╭─ Given passage

2018-01-10, 4:20 PM #48
Originally posted by Reid:
I don't know about machine learning really, except that it can be useful when analyzing data of persistent homologies in topological data science. My impressions is that its not nearly as cool as futurologists make it seem.


Just admit that you think this is cool because of the sheer suprise that it's actually possible to cash out on a highly abstract topic from your pure math education. :P

If I ever learned about it I'd do it because it was cool.

Otherwise I'd just use linear algebra and calculus.
2018-01-10, 4:25 PM #49
I think it’s constructive to note the difference between computer scientists and practitioners. When I talk about computer science (and when academics talk about it) the term exclusively refers to the activities of professional computer science researchers, e.g. people with doctorates working in labs. It especially doesn’t refer to people working to create software products, even if they might have a lesser degree in computer science or use knowledge or research techniques they learned in college.

I think some people ITT may have been using the term differently, so I wanted to clarify it.

When you talk about the application of any academic material to professional software development, the ratio pretty quickly drops off to nothing. (Outside of job interviews, at least, which are structured as a series of 45 minute computer science oral exams.)

That doesn’t mean the knowledge is useless. It’s incredibly useful, in fact. It rarely comes up, though, because for it to happen you need to have a software developer on your team who has the skill, paired up with a manager who knows how to employ those skills. That’s not a common situation. In my direct personal experience, though, you can build incredible things when it does happen.
2018-01-10, 4:27 PM #50
Originally posted by Brian:
99%. The jargon goes out the window pretty quickly, too. Maybe it's different for the "big" companies. I've worked at a number of places in varying industries (content management, ecommerce, biotech, ad tech, security) and with the exception of the biotech there wasn't much science going on anywhere. I probably self-select based on the jobs I qualify for but read the "who's hiring" threads on Hacker News to get similar insight. The smartest people I've worked with are the ones that could cut through the **** (unfortunately earlier in my life I wasn't smart enough to recognize them).

╰─

» Exercise set
A. According to the forum thread, why does academic computer science knowledge rarely come up in professional software development? Answer in one to three sentences.
B. Duplicate the part of the forum thread that opens with the words containing "When you talk" and closes with "it does happen.".
The listing has nothing to do with the forum thread.

╭─ Dataset excerpt

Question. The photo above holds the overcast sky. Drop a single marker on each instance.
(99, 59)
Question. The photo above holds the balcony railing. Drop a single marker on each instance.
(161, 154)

╰─

» Results in order
A. It rarely comes up because it requires a team to have a software developer with the skill, paired with a manager who knows how to employ those skills. That combination is not a common situation.

B.
When you talk about the application of any academic material to professional software development, the ratio pretty quickly drops off to nothing. (Outside of job interviews, at least, which are structured as a series of 45 minute computer science oral exams.)

That doesn’t mean the knowledge is useless. It’s incredibly useful, in fact. It rarely comes up, though, because for it to happen you need to have a software developer on your team who has the skill, paired up with a manager who knows how to employ those skills. That’s not a common situation. In my direct personal experience, though, you can build incredible things when it does happen.